**Task objective:** Each line in the material below, starting at the one that contains "Target: palm tree" and ending at the one that contains "Find every instance of the light", should be repeated exactly; the pictures should not.

**Dataset content:**
== Segment start ==
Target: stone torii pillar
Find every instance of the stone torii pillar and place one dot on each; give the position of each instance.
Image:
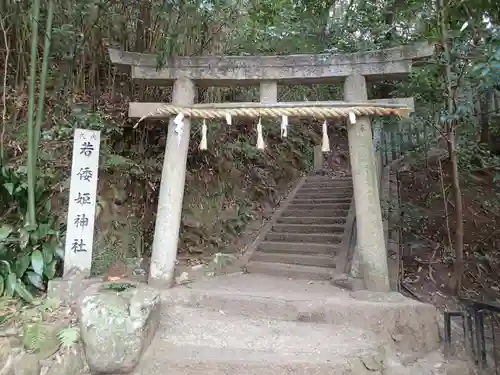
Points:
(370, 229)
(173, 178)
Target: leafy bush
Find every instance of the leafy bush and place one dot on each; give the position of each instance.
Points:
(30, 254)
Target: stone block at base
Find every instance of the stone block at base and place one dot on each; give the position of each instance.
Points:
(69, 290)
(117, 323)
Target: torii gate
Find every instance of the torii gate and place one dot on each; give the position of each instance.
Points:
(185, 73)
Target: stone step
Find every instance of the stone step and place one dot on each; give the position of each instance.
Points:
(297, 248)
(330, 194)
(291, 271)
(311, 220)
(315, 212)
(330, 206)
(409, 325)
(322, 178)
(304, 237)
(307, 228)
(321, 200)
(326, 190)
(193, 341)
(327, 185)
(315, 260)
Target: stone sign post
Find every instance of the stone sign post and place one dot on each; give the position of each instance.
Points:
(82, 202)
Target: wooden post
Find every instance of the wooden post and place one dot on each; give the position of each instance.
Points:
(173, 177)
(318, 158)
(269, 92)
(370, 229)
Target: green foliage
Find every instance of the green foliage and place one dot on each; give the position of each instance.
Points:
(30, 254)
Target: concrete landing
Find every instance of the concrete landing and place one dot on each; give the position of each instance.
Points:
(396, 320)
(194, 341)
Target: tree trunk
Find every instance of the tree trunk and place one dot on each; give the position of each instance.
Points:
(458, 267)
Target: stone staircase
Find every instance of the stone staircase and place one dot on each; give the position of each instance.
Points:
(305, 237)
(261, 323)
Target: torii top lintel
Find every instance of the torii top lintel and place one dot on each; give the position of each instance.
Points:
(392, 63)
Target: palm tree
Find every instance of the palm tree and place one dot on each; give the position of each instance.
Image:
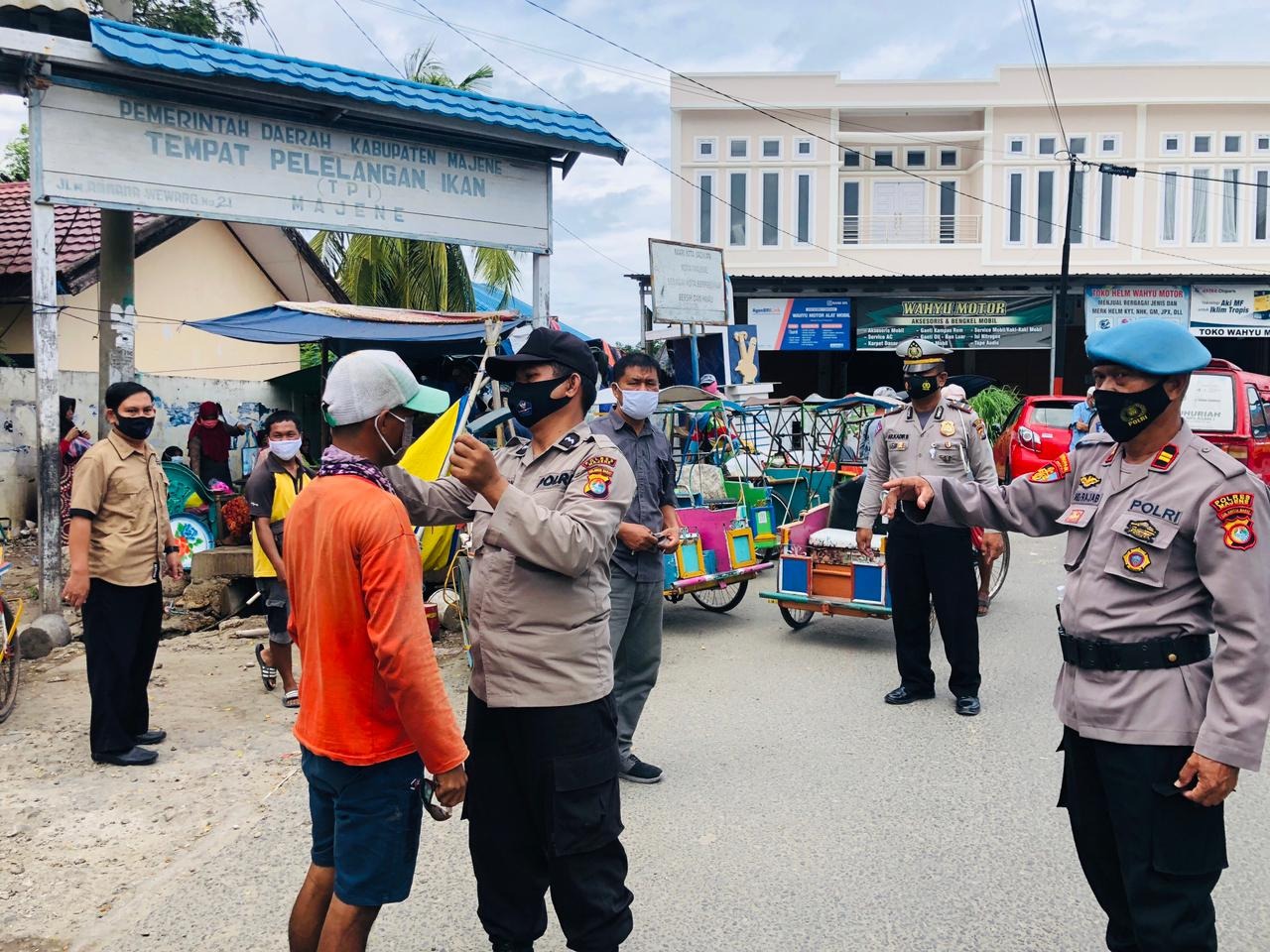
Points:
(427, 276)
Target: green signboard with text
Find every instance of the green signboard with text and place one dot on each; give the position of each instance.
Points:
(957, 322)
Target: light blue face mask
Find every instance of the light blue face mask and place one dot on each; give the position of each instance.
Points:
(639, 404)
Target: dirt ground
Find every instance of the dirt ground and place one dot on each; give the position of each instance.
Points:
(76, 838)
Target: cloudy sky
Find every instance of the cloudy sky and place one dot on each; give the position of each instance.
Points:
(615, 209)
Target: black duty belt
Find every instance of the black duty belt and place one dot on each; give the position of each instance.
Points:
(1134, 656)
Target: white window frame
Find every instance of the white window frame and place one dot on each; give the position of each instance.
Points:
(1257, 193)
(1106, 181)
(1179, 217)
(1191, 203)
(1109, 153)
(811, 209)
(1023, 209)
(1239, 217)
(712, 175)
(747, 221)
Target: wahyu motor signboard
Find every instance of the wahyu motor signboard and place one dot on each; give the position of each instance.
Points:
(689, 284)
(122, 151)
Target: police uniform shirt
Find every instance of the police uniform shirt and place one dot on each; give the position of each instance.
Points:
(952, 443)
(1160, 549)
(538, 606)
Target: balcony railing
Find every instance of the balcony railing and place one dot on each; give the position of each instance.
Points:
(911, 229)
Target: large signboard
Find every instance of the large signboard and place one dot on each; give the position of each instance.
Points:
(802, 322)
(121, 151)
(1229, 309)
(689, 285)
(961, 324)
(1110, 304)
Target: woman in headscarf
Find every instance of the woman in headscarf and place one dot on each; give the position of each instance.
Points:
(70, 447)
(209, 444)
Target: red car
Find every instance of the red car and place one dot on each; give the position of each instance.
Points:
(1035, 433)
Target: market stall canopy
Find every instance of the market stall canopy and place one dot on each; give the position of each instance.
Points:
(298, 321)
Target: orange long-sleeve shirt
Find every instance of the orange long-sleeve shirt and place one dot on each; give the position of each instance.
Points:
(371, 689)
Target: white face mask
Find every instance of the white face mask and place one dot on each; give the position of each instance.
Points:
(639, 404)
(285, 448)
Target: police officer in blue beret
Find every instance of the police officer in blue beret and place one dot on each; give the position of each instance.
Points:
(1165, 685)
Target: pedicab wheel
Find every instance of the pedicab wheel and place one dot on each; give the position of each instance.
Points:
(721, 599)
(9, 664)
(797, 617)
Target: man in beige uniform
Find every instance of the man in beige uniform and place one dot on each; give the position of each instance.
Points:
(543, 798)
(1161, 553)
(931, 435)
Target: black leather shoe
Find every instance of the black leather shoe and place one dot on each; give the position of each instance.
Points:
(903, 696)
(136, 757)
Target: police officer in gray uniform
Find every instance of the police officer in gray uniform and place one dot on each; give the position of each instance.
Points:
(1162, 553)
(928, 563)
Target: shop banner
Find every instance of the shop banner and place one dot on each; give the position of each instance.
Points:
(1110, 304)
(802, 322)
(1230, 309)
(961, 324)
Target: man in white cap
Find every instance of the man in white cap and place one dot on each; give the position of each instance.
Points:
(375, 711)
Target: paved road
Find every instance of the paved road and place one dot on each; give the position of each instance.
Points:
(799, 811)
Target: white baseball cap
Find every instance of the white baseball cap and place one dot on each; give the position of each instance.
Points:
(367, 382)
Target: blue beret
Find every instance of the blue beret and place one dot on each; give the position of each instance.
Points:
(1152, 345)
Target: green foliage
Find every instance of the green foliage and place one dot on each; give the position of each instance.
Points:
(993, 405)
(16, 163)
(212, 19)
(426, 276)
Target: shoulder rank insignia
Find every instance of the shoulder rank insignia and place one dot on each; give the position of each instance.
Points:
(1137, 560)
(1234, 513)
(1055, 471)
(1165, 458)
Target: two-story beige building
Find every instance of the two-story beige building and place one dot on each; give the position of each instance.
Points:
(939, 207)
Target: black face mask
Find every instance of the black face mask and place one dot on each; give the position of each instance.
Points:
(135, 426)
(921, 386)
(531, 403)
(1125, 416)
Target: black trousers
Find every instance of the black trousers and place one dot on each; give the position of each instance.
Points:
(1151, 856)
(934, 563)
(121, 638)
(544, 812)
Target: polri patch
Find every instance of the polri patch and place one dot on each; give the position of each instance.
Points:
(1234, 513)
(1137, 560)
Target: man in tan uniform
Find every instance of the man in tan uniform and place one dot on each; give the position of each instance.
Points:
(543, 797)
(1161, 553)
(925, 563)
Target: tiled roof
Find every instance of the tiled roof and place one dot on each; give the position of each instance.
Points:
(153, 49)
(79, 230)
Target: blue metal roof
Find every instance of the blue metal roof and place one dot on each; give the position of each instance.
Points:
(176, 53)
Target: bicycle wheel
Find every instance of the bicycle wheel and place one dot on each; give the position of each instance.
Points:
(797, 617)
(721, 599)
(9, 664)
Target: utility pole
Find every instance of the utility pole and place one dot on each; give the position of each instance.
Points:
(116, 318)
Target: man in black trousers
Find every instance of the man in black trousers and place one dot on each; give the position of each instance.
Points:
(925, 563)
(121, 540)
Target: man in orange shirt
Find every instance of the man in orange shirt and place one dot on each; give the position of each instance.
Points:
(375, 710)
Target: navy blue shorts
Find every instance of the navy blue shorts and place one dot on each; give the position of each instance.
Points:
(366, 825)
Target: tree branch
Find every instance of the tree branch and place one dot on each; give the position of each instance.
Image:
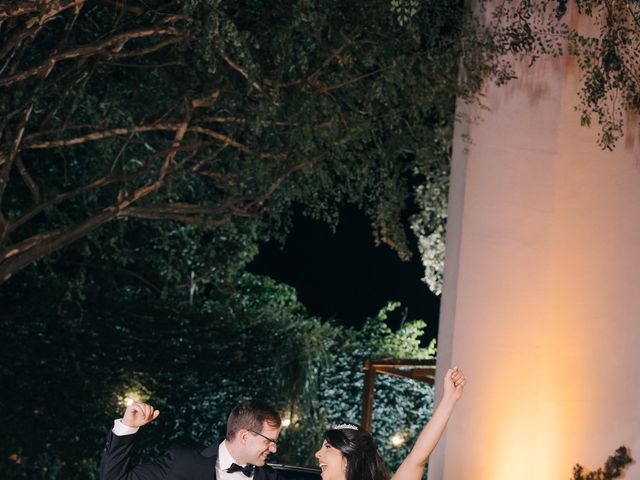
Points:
== Segment end ==
**Exercise output:**
Target: palm tree
Find every instance of the palm tree and place one dot on each; give the position of each instance.
Image:
Points:
(427, 276)
Target: green signboard with text
Find every instance of the green signboard with text and place one dot on each; give the position of each instance.
Points:
(957, 322)
Target: light blue face mask
Find every instance of the light blue face mask and place one dot on each; give the position of each instance.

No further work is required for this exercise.